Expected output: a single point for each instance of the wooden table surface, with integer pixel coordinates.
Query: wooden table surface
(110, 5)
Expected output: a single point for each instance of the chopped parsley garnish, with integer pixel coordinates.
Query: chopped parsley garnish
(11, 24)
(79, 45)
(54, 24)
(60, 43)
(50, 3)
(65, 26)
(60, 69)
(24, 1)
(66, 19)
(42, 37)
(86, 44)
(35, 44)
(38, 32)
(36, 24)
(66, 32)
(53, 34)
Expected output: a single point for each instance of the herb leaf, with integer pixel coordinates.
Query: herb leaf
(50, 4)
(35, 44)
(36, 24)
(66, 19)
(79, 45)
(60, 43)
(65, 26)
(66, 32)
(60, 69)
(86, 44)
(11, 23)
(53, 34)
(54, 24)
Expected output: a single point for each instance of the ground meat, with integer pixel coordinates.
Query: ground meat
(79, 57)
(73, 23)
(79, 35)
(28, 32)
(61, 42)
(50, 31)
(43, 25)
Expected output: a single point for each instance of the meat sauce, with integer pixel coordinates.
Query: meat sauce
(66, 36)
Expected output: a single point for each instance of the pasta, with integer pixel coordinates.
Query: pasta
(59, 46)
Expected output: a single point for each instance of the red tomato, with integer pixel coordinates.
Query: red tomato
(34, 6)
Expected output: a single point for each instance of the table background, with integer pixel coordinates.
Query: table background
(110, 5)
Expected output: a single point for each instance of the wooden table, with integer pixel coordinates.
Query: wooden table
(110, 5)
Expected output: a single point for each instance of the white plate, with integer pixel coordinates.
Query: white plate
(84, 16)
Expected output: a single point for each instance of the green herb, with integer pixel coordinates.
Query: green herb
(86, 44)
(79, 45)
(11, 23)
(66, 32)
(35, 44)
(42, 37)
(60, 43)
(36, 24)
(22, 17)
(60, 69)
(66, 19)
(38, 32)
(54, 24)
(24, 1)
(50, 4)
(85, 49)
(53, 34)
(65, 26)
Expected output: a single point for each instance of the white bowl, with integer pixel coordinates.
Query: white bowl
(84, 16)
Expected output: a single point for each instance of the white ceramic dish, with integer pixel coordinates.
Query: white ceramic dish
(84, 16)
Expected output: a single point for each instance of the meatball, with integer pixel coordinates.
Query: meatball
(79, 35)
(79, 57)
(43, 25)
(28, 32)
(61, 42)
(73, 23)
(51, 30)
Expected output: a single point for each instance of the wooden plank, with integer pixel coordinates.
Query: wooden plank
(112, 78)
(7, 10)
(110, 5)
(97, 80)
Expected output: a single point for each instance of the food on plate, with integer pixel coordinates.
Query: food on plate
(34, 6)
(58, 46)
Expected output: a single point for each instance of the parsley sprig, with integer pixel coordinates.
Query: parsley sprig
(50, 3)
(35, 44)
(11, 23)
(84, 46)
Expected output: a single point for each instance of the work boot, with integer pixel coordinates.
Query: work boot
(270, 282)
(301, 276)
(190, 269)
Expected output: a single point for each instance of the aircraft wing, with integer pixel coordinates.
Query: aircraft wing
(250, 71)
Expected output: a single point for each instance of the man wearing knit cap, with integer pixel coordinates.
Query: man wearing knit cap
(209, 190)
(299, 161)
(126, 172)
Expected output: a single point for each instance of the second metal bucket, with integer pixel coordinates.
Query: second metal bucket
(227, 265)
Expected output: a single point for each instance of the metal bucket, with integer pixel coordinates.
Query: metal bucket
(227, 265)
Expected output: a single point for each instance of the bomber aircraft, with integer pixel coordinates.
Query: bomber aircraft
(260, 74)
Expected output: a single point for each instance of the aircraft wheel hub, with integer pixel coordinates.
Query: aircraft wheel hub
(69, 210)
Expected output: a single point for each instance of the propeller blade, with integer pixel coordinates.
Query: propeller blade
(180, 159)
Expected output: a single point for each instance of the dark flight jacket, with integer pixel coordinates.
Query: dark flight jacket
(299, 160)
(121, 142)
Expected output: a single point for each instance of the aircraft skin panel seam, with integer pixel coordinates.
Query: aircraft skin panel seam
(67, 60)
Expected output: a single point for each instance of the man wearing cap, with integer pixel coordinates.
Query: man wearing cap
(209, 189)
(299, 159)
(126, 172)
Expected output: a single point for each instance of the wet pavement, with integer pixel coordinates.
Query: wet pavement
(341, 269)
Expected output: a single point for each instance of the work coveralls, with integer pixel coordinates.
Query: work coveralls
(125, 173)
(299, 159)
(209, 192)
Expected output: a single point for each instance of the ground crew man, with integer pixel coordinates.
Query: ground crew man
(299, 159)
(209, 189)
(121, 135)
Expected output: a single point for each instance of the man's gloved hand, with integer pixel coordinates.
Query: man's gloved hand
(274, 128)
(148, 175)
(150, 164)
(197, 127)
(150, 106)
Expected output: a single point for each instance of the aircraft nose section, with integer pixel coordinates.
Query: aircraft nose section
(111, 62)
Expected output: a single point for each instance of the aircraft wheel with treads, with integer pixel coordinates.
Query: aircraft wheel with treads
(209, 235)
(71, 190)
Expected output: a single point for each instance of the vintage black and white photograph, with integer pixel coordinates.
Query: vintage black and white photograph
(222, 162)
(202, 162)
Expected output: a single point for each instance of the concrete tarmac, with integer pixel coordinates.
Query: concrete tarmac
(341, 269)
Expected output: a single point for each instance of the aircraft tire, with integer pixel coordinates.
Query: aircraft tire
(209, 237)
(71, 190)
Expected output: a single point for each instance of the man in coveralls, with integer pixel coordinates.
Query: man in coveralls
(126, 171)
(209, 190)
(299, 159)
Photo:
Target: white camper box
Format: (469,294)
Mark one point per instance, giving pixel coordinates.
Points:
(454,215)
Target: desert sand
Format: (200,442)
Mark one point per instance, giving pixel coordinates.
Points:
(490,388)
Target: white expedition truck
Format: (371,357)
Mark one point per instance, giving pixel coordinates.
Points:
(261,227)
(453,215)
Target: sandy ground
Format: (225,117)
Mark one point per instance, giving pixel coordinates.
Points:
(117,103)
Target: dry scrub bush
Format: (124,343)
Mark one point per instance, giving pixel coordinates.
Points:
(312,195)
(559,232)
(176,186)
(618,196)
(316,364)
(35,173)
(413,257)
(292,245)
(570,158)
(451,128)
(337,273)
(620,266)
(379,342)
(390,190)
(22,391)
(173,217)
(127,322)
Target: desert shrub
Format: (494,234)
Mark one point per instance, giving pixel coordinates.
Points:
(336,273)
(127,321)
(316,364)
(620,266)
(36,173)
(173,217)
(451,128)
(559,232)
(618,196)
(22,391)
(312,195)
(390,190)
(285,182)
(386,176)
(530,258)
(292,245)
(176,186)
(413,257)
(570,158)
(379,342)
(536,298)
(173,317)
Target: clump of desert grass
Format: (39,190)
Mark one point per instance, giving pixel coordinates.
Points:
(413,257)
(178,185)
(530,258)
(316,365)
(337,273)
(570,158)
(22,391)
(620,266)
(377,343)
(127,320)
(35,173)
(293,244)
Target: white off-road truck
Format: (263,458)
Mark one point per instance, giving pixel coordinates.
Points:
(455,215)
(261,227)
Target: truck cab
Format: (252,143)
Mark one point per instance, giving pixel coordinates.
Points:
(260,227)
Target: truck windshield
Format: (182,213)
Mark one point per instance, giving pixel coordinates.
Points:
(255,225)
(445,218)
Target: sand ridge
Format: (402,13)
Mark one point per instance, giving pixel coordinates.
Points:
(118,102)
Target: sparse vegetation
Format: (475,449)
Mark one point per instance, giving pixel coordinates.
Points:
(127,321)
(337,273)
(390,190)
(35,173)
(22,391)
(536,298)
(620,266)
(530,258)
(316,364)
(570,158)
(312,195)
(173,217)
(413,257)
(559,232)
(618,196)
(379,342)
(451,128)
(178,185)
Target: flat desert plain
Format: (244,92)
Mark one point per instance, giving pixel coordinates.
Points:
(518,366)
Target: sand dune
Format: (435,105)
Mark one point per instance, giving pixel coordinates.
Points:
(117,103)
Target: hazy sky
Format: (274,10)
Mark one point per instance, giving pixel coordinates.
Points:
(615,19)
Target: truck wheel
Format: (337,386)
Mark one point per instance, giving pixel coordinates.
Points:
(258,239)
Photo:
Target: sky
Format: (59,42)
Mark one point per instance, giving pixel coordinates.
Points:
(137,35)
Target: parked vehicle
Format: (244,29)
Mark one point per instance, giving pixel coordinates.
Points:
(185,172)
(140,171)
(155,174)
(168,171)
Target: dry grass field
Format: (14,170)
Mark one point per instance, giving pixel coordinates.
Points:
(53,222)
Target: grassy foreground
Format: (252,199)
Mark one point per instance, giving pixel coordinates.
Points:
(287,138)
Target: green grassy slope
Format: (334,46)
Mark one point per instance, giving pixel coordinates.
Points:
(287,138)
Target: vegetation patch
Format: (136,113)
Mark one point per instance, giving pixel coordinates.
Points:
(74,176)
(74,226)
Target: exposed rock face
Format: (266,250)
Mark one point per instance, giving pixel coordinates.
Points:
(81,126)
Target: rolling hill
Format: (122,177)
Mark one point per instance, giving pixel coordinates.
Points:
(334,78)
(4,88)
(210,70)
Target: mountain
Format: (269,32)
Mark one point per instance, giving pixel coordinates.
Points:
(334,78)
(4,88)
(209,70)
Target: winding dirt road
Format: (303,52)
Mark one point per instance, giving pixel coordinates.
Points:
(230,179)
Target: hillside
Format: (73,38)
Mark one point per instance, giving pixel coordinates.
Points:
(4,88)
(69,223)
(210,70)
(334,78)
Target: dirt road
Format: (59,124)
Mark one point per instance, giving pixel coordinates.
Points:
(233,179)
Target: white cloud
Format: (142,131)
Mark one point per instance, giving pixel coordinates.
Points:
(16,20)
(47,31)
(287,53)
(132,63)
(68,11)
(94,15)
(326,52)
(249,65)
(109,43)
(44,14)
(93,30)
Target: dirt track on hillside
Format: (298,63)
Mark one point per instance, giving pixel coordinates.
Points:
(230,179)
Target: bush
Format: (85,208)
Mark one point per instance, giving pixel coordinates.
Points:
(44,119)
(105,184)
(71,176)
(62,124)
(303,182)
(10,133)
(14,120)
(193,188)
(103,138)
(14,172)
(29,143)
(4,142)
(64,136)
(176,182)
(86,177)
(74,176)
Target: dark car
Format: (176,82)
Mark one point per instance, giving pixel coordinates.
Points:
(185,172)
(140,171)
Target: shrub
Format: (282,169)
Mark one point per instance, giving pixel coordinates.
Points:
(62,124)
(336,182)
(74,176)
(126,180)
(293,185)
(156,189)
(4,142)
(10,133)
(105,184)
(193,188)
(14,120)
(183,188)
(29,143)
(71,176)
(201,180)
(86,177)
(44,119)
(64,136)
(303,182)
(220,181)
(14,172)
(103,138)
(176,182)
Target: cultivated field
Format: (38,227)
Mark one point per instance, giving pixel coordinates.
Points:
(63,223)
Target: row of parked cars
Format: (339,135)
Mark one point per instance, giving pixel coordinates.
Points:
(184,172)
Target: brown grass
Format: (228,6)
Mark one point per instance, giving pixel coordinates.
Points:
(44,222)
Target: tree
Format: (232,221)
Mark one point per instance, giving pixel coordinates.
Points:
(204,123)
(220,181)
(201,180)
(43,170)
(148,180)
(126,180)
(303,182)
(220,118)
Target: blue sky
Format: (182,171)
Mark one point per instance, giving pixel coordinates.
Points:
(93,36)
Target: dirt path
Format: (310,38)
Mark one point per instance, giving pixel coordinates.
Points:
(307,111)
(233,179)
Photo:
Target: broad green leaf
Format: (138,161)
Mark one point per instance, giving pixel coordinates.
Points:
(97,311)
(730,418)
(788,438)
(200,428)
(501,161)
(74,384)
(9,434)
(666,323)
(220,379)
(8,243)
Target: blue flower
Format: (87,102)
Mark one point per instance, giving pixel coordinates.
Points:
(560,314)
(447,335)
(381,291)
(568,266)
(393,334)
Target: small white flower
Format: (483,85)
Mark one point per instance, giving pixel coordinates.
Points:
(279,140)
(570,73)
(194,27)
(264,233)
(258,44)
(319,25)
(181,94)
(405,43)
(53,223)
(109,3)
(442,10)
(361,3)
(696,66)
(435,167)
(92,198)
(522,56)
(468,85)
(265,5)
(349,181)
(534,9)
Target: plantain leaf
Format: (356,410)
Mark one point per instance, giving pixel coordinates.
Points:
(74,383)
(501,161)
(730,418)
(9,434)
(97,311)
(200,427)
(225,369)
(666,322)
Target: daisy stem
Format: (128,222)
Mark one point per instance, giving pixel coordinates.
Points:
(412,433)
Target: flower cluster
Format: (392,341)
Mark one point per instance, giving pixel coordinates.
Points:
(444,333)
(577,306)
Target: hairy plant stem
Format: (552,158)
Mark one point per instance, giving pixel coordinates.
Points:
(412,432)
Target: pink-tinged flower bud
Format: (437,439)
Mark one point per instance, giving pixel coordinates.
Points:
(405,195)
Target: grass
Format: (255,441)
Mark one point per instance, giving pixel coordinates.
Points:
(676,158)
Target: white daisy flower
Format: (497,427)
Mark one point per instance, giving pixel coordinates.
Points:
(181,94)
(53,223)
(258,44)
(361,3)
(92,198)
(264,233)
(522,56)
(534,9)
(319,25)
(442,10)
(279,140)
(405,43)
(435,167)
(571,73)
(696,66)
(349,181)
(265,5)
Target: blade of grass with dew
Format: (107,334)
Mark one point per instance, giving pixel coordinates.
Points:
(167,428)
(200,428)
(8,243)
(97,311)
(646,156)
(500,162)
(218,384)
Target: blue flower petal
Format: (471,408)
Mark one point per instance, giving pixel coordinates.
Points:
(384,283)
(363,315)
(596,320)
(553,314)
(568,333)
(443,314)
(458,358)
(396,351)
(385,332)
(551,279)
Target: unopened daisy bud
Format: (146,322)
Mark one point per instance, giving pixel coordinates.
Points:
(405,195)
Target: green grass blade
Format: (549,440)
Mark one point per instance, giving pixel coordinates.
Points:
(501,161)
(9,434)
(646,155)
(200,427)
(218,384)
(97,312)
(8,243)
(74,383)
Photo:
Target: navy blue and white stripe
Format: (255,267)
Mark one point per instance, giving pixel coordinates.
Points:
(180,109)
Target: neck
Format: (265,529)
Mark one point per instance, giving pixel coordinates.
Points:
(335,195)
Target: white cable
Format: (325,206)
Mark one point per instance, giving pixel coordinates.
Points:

────────────────

(Given problem): Using the material above, extract the line that contains "Target: green grass blade" and every line after it, exactly as given; stop at the last line.

(Exercise solution):
Target: green grass blade
Format: (549,440)
Mark one point per instance, giving pixel coordinates.
Points:
(501,161)
(9,434)
(646,155)
(200,427)
(218,384)
(97,312)
(8,243)
(74,383)
Photo:
Target: navy blue and white stripe
Format: (255,267)
Mark one point per instance, giving pixel coordinates.
Points:
(180,109)
Target: neck
Format: (265,529)
Mark one point per instance, giving pixel coordinates.
Points:
(335,195)
Target: white cable
Format: (325,206)
Mark one point per instance, giving pixel coordinates.
Points:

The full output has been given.